Written instruction 1
The opinion piece on Hoover City Hall names the problems that resulted from the mayor's failure to address understaffing. List every one of them.
Written instruction 2
In the opinion piece on Hoover City Hall, what is the mayor expected to ask the city council to do this week?
Written instruction 3
Continue the opinion piece on Hoover City Hall from its final sentence.

Document passage
====
John Lyda has ignored the growing crisis at Hoover City Hall for years. Will he challenge Frank Brocato’s failures this week?

When the results of Hoover’s secret and costly forensic audit were released late last month, a statement from the mayor’s office sold the results as a win for the city and much-needed vindication supporting Mayor Frank Brocato’s repeated claims of his unfailing leadership.

The report reveals a concerning pattern: city senior staff, hand-picked by the mayor and answering to him, were aware of the city’s financial and payroll offices’ understaffing for years and raised the issues to him only to have him ignore them. The mayor’s failure to address them led to years of IRS debt, problematic reporting to the public and city council, questionable record keeping, and severe training problems, and yet the mayor’s primary concern seemed to be the potential to tout an award-winning audit rather than have an award-worthy administration.

While it’s easy to understand from a PR perspective the mayor and his staff’s mission to gaslight the city instead of acknowledging the recurring and consistent findings. No one wants to run for reelection on a platform that says, “Things have gone to hell in a handbasket but elect me again anyway.” The question we all need to ask is City Council President John Lyda helping hide the truth?

This week, the mayor is expected to request that the city council approve his budget. A review of previous requests shows that knowing the problems and the need for additional staff and training, the mayor did not ask for the necessary budget increases to fund the department adequately. Will he this year, and if he doesn’t, will Lyda do his job and speak up and reject the proposal until the needs and financial health of the city are prioritized? Will other councilors step up (again) if Lyda doesn’t?

Will Lyda ask the mayor this week about his previous failures to request funding that would have stopped the bleeding in these critical offices years ago? Will he ask what else the mayor has hid from the council and the public?
====
Records
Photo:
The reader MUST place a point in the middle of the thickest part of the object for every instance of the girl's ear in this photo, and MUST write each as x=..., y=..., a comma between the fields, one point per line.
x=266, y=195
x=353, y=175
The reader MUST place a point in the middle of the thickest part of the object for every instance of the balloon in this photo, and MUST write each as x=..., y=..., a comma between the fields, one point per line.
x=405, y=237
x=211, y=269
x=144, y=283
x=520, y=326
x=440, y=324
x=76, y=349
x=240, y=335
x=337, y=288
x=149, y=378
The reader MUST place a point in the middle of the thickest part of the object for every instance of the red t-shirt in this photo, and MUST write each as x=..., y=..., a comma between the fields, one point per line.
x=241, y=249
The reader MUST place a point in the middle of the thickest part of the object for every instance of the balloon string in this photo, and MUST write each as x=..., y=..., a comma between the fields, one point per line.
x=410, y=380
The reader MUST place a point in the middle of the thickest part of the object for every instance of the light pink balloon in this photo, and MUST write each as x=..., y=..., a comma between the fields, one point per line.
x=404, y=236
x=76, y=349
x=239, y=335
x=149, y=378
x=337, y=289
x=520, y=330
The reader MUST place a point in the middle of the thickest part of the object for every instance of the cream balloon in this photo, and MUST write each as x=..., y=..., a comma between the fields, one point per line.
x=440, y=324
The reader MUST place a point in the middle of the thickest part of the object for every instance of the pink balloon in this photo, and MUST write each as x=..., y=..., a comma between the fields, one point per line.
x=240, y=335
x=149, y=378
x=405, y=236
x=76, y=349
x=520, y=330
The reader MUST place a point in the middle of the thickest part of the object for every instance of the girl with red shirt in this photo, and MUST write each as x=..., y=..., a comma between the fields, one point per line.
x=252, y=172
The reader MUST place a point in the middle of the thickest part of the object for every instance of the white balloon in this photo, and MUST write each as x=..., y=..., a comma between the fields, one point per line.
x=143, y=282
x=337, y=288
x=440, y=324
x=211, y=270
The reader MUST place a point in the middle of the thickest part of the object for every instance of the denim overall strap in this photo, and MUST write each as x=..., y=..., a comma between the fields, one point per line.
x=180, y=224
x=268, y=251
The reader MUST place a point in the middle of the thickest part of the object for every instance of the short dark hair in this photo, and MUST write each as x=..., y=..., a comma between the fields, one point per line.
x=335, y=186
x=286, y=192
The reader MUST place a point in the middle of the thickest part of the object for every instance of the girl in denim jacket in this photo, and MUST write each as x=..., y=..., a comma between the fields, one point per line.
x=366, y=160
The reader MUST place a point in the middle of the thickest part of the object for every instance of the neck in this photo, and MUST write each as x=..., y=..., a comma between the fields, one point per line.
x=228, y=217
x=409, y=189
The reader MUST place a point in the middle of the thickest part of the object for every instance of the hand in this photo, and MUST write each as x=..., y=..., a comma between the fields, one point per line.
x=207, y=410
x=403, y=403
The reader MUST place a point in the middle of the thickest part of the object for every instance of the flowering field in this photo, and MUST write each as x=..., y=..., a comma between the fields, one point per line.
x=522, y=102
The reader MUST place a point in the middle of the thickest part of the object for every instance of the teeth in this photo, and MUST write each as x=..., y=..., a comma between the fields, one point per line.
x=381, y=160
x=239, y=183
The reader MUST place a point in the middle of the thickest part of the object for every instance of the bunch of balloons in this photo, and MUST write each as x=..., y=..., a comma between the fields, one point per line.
====
Output 1
- Years of IRS debt
- Problematic reporting to the public and city council
- Questionable record keeping
- Severe training problems

Output 2
Approve his budget.

Output 3
Hoover has a Mayor-Council form of Government. The purpose of this is to make sure residents have the representation that they deserve. Having both bodies is supposed to create checks and balances and improve accountability. Week after week in the last several years, while other city council members have challenged the mayor, city attorney, and city staff, Lyda has smiled and nodded while ignoring the problems outright. While other councilors have pressed for additional information publicly, Lyda treats the public meetings as perfunctory. If he’s asking tough questions or challenging the mayor’s clear leadership deficits, he’s not doing so on the record.

The report issued by Kroll and Lyda, asserting “financial disarray, begs the question of whether the checks and balances that residents expect when electing the council and mayor have fallen apart, and more importantly, how they can be restored.  

Residents have many reasons to question city leadership and their financial dealings and deficits of the last five or six years. Lately, budget amendments have become commonplace, with them being passed nearly every meeting —notable ones include CON expenses and legal fees (which, according to the city ordinance that the council passed and the mayor signed, should not have been paid for by the city, to begin with), utilities from fast-tracked favored development being higher than anticipated, and additional audit costs. Still, there is no indication of how much the forensic audit will cost or how it will be paid for.

In sworn testimony, Lyda noted that the economic development (no, wait, strike that lawyers got him to walk that back), the healthcare project causing most of these increases was a “personal priority” for him.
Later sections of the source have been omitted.